#### Document segment

----------

Code

After importing the data set, it was necessary to clean up the data by removing columns that provided little relevant information. In addition, I renamed some columns to improve readability and consistency. The final dataset contains essential variables like arrest date, location, demographics, and charge descriptions

arrests_df <- read.csv("Arrests.csv")

arrests_df <- arrests_df %>%
    select(-c("Report.ID", "Report.Type", "Reporting.District", "Charge.Group.Code",
              "Charge.Description", "Address", "LAT", "LON",
              "Location", "Booking.Date", "Booking.Location", "Booking.Location.Code",
              "Area.ID", "Arrest.Type.Code", "Booking.Time", "Time", "Disposition.Description", "Charge")) %>%
    filter(!apply(., 1, function(row) any(is.na(row) | row == "")))

arrests_df <- arrests_df %>%
  rename(
    Arrest_Date = Arrest.Date,
    Area = Area.Name,
    Cross_Street = Cross.Street,
    Gender = Sex.Code,
    Race = Descent.Code,
    Charge_Description = Charge.Group.Description,
  ) 

arrests_df$Arrest_Date <- gsub(" 12:00:00 AM", "", arrests_df$Arrest_Date)

Los Angeles County Arrests (2020 - Present)

This dataset covers arrests in Los Angeles County from 2020 to March 2025, sourced from data.gov. The columns represent crucial details like the date of arrest, location, demographics (age, gender, race), and the type of charge (e.g., Prostitution, Robbery). The data provides insight into trends and patterns in criminal activity.

Arrest_Date Area Age Gender Race Charge_Description Cross_Street
40168 02/28/2022 77th Street 17 M B Vehicle Theft VERNON AV
30731 05/30/2023 Van Nuys 48 M B Other Assaults VOSE
111816 06/17/2023 Central 24 M H Weapon (carry/poss) BROADWAY
140702 10/22/2024 Rampart 37 M W Narcotic Drug Laws ALVARADO ST
84105 01/20/2023 Foothill 24 M H Driving Under Influence TRUESDALE ST
28795 04/27/2020 Pacific 16 F B Robbery SANTA CLARA AV
57428 03/01/2020 Hollenbeck 18 M B Aggravated Assault OLYMPIC
22229 01/24/2021 N Hollywood 29 M H Burglary HAMLIN
81972 09/13/2022 Van Nuys 26 M H Moving Traffic Violations GAULT
3943 11/23/2023 Van Nuys 28 M H Larceny HARTLAND ST

Arrests per Month

This line chart visualizes monthly arrest numbers over several years, showing how they change when grouped by Month and Year. It highlights seasonal trends, like which months experience spikes in arrests. These variations might align with certain events or shifts in law enforcement activity, offering valuable insights into arrest patterns.

----------

#### Raw data
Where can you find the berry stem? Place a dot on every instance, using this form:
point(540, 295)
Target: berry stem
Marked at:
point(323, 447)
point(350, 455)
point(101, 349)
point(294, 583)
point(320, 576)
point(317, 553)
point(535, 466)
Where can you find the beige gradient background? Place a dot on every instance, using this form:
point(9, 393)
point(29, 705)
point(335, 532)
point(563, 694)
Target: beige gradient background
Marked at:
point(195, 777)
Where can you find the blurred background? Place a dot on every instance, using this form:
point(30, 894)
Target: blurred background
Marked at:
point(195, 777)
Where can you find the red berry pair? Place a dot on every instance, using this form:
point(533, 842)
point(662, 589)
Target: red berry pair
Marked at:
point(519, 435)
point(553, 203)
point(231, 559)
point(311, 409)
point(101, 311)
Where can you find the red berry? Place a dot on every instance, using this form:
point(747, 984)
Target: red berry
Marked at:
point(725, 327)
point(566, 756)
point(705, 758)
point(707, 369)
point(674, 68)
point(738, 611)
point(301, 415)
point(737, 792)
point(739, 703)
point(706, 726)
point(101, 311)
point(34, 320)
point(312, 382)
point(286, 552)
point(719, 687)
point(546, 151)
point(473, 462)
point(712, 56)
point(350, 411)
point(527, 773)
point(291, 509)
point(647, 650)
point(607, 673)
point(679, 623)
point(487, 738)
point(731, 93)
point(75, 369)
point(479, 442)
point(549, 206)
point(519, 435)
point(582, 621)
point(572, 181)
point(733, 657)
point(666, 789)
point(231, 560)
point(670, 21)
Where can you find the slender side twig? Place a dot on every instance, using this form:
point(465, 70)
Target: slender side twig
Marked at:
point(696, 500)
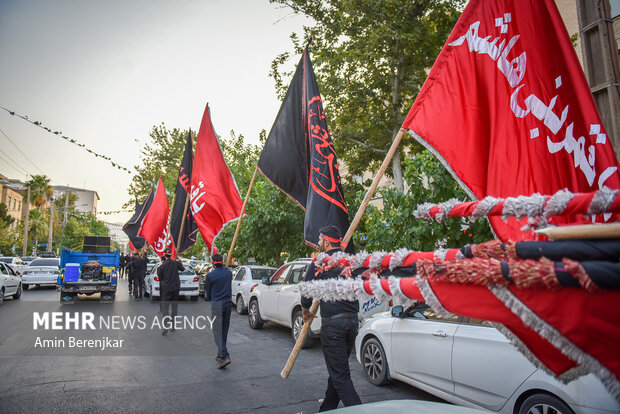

----------

Copy word for word the passage in the Los Angeles arrests write-up above, starting at "This line chart" and ending at "into arrest patterns.".

This line chart visualizes monthly arrest numbers over several years, showing how they change when grouped by Month and Year. It highlights seasonal trends, like which months experience spikes in arrests. These variations might align with certain events or shifts in law enforcement activity, offering valuable insights into arrest patterns.